START
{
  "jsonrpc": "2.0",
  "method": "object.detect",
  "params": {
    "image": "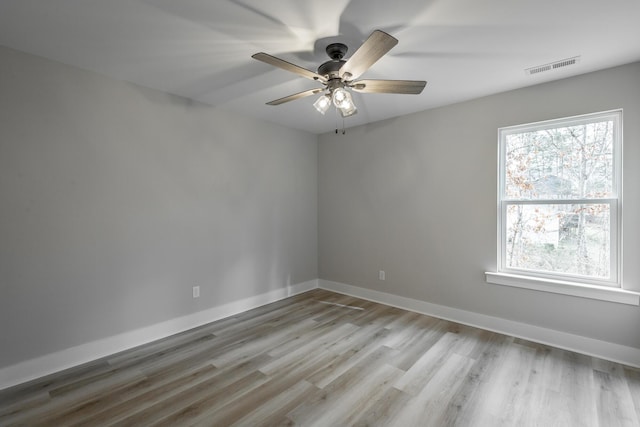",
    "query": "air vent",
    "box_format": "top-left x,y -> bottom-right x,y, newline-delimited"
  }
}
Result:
524,56 -> 580,76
END
■ **GOAL**:
Please gather each line in the records above that contains the string "right".

■ **WORKED ANSWER**:
    "box_format": "top-left x,y -> bottom-right x,y, newline-delimited"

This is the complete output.